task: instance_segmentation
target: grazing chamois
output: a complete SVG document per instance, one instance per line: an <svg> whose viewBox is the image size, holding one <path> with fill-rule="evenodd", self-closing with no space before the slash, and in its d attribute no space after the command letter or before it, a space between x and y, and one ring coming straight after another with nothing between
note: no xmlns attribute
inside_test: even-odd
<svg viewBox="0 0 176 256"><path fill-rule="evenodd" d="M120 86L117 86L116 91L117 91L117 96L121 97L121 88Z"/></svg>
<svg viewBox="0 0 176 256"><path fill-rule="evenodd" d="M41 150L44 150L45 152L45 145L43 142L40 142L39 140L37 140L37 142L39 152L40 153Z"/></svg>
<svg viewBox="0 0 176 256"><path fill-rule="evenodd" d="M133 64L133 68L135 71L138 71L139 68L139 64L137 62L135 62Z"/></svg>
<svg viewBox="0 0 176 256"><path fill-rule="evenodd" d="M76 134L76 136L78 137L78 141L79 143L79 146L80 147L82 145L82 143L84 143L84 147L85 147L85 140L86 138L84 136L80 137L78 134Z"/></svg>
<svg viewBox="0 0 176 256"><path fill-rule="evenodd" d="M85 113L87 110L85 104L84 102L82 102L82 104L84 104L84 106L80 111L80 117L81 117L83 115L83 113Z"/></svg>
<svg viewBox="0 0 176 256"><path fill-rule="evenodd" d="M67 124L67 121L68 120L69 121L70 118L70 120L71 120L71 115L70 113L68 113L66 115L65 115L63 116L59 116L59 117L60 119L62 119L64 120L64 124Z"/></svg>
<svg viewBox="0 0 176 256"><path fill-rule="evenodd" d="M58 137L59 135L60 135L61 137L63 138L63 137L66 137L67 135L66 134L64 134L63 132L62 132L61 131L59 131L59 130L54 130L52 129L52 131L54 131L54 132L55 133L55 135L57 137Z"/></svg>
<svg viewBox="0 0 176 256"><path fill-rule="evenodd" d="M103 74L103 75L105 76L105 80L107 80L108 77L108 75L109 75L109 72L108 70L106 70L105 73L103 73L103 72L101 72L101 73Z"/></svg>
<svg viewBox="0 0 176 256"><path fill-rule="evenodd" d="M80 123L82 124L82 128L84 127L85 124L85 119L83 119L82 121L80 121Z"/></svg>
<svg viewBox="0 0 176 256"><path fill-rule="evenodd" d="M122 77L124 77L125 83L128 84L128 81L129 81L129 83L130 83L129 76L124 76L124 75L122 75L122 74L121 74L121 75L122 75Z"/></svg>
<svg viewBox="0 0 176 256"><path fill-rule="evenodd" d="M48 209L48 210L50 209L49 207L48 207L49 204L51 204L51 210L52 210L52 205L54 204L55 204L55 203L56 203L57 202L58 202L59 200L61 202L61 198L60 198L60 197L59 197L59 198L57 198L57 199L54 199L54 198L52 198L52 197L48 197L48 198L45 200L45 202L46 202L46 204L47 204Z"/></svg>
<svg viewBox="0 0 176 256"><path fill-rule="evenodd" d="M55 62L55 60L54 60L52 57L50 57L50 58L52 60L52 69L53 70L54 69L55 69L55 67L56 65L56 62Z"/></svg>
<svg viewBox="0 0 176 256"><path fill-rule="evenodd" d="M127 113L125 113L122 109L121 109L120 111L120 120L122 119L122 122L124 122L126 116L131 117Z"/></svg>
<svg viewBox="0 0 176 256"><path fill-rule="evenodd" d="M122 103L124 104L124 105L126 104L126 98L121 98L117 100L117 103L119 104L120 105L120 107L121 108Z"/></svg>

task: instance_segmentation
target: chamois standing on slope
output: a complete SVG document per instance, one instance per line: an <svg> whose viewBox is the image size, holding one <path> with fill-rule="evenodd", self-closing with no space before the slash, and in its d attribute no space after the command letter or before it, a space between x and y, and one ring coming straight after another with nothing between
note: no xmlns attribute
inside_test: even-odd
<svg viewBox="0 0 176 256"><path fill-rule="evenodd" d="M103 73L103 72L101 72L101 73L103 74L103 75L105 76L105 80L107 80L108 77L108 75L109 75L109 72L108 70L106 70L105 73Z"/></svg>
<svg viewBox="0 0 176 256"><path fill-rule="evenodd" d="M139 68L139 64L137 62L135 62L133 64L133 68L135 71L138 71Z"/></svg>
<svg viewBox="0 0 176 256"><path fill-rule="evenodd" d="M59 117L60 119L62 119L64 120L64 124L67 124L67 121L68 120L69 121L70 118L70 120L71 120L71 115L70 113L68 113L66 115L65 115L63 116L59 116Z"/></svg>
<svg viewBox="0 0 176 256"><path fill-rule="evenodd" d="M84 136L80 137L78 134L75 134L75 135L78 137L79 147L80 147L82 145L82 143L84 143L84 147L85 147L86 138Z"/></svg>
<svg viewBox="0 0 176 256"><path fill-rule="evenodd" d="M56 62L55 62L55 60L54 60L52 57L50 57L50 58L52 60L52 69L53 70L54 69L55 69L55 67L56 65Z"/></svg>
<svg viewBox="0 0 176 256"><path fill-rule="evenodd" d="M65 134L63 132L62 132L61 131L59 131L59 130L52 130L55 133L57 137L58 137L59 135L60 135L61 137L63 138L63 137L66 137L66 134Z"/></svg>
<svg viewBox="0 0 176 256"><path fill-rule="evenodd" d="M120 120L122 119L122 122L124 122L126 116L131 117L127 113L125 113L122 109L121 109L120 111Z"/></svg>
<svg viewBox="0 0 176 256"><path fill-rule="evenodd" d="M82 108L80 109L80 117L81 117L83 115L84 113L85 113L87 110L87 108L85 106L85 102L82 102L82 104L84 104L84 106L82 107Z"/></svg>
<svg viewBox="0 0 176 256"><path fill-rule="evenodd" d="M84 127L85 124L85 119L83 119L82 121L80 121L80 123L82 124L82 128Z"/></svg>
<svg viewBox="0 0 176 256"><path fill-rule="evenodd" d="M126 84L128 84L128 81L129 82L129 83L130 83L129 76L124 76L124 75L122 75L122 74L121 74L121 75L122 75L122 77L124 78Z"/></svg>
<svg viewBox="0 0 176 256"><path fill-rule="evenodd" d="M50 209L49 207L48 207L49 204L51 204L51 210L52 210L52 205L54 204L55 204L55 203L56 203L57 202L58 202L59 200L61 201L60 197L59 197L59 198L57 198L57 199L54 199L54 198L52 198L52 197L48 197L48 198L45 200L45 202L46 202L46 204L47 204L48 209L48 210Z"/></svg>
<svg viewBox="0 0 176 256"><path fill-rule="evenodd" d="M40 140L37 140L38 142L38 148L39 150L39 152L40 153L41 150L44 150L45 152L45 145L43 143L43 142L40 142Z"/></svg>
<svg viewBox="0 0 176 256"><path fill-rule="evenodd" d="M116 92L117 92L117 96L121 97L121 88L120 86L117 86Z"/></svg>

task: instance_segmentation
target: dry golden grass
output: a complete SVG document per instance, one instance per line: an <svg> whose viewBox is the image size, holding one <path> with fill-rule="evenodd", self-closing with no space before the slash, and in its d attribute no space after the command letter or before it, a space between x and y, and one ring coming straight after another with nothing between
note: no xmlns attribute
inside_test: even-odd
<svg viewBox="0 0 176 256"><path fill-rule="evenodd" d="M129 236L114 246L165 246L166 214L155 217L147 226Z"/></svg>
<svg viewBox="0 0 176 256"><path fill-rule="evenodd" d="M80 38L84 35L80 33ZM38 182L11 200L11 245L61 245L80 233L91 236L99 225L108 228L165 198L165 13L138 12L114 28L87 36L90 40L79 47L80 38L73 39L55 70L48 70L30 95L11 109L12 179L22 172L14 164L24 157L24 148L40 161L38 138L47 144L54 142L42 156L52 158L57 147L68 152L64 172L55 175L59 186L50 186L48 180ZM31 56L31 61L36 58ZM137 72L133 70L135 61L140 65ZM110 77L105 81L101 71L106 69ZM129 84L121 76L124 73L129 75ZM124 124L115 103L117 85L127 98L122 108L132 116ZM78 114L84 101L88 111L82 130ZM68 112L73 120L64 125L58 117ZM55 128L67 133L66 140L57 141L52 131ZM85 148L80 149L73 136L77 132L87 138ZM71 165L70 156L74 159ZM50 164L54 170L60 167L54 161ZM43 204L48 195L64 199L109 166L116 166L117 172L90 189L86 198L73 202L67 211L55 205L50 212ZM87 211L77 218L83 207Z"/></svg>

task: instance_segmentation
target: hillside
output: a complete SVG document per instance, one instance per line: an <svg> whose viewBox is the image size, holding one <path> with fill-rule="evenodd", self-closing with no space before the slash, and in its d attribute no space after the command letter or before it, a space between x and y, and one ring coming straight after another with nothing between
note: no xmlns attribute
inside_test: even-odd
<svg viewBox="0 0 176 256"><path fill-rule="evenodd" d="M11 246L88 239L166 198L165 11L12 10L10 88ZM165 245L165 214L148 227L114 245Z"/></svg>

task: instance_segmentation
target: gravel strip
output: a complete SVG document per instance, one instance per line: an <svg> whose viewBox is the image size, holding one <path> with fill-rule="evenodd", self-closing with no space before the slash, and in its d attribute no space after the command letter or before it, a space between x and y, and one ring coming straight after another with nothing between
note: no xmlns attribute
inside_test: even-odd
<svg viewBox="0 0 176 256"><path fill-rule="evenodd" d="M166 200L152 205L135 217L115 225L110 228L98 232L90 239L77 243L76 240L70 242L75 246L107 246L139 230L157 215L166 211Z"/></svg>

---*---

- _Task brief_
Pull out every line of the data above that contains "target", matching case exactly.

- _Answer to this exercise_
target: grazing chamois
target: chamois standing on slope
target: dry golden grass
target: hillside
target: gravel strip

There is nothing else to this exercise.